Records from a point labeling set
+++++

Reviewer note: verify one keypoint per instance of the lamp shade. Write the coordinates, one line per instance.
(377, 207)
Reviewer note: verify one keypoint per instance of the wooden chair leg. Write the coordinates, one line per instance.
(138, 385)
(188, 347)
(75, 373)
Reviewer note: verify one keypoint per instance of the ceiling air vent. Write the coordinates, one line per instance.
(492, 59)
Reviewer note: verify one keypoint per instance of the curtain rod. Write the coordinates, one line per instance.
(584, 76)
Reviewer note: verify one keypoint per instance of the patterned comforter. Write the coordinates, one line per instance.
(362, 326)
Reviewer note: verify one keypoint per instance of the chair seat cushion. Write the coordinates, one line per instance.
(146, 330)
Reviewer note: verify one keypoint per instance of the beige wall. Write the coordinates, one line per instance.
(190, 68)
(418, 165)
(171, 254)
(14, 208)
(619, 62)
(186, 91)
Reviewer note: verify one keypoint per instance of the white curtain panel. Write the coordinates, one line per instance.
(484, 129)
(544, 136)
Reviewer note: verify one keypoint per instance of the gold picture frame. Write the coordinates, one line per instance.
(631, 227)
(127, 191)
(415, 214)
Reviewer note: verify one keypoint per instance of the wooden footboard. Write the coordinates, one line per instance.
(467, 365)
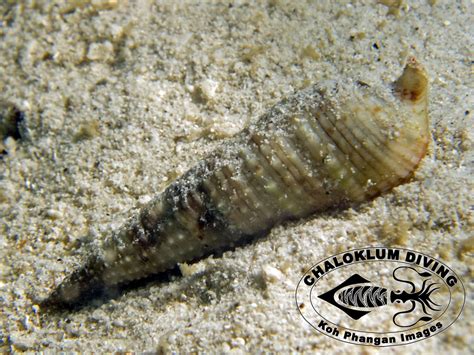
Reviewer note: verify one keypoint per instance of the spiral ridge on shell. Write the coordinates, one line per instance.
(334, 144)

+++++

* [Stated task]
Copy the records from the line with "Reviewer note: verify one keypoint per instance of the beige" through the end, switching "footboard" to "headboard" and leaving everything else unchanged. Leave the pictures out of your answer.

* [Correct answer]
Reviewer note: verify one keypoint per instance of the beige wall. Write the coordinates, one line per instance.
(190, 68)
(418, 165)
(171, 254)
(14, 208)
(619, 62)
(186, 91)
Reviewer note: verify one keypoint per instance of the white curtain panel. Write the coordinates, one line per instance.
(484, 129)
(544, 136)
Reviewer note: verify one keypoint per instance of the gold picture frame. Write the coordinates, one line per instance.
(631, 227)
(127, 191)
(415, 214)
Reviewer note: verify one keypoint per instance of the wooden headboard. Write the coordinates, one line per instance.
(467, 365)
Reviewer note: verify one keypoint per instance of the spiral ridge on shell. Write the coordinates, one line per instance.
(334, 144)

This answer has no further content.